§ **WHAT IS ASKED**: Copy out all of the material, matching it word for word.
start
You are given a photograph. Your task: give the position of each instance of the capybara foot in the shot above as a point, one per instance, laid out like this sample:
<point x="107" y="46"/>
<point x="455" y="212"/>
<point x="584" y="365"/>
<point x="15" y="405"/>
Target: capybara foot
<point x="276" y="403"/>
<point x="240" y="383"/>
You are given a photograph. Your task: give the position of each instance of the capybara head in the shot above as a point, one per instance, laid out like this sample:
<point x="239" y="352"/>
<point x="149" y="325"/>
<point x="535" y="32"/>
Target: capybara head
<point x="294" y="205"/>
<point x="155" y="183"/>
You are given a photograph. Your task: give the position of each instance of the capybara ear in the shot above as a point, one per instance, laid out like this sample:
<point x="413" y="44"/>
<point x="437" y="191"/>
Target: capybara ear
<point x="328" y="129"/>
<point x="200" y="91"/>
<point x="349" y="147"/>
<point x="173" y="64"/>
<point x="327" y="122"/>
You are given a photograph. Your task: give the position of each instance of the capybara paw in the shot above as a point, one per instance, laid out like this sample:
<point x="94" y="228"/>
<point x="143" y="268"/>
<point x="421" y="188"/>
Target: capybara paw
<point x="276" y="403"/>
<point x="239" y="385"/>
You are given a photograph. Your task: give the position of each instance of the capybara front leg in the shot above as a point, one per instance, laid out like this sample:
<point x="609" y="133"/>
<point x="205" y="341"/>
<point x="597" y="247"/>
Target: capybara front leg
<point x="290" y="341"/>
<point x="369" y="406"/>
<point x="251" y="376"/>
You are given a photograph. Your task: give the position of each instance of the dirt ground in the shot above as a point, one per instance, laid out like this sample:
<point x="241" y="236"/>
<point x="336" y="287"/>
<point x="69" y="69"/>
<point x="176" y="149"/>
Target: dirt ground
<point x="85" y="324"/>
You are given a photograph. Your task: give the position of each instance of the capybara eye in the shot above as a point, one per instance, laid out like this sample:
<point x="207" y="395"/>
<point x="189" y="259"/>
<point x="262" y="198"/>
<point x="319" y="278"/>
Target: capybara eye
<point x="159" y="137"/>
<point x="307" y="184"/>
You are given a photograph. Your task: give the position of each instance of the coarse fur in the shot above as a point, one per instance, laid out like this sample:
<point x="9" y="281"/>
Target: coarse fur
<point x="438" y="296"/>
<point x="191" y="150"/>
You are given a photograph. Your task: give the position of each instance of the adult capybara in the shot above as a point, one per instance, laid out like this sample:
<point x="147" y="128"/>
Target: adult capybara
end
§ **THE SOLUTION**:
You are given a photograph. Your task: give the position of each instance of the capybara foot in the shot above as a point, one per instance, laid out like this sample:
<point x="107" y="46"/>
<point x="455" y="212"/>
<point x="584" y="365"/>
<point x="15" y="405"/>
Target: capybara foot
<point x="276" y="403"/>
<point x="240" y="383"/>
You are given a photograph. Your task: give the position of each instance of the capybara head in the shot above as a point, one per instance, laid out like this sample:
<point x="239" y="352"/>
<point x="149" y="325"/>
<point x="535" y="32"/>
Target: capybara head
<point x="294" y="205"/>
<point x="155" y="183"/>
You are given a photograph. Your task: give the position of each instance of the capybara ear in the shot above as a point, one per instance, laid out like this sample:
<point x="413" y="44"/>
<point x="437" y="191"/>
Target: capybara ear
<point x="328" y="129"/>
<point x="200" y="91"/>
<point x="349" y="147"/>
<point x="173" y="64"/>
<point x="327" y="122"/>
You are given a photograph. Your task: give the position of each instance of the capybara paw in the shot above as a point, one per instance, laid out like this sample:
<point x="94" y="228"/>
<point x="143" y="268"/>
<point x="421" y="188"/>
Target: capybara paw
<point x="276" y="403"/>
<point x="239" y="385"/>
You are given a photograph. Your task: give the position of each instance of the capybara front leg in the shot above as a point, one per instance, laid out like this sample:
<point x="609" y="133"/>
<point x="205" y="341"/>
<point x="597" y="247"/>
Target: capybara front leg
<point x="290" y="341"/>
<point x="369" y="406"/>
<point x="251" y="376"/>
You are given a photograph. Your task: give the position of each instance of the dirt ground in the shot above as a point, one per instance, laid out like this sample:
<point x="241" y="236"/>
<point x="336" y="287"/>
<point x="69" y="69"/>
<point x="176" y="149"/>
Target: dirt ground
<point x="85" y="324"/>
You are given a photograph. Your task: give the position of each instance of the capybara eye in the shot above as a point, one per instance, laid out like this sample:
<point x="207" y="395"/>
<point x="189" y="259"/>
<point x="262" y="198"/>
<point x="319" y="278"/>
Target: capybara eye
<point x="159" y="137"/>
<point x="307" y="184"/>
You are given a photograph. Your task: give the position of each instance of the coarse fur in the shot above as a point, one per instance, laid out like this sample:
<point x="9" y="281"/>
Target: coarse fur
<point x="438" y="296"/>
<point x="191" y="150"/>
You are given a photograph. Your task: give the position of each instance of the adult capybara in the shot above as a point, one per instance, laid out like this sample:
<point x="147" y="128"/>
Target: adult capybara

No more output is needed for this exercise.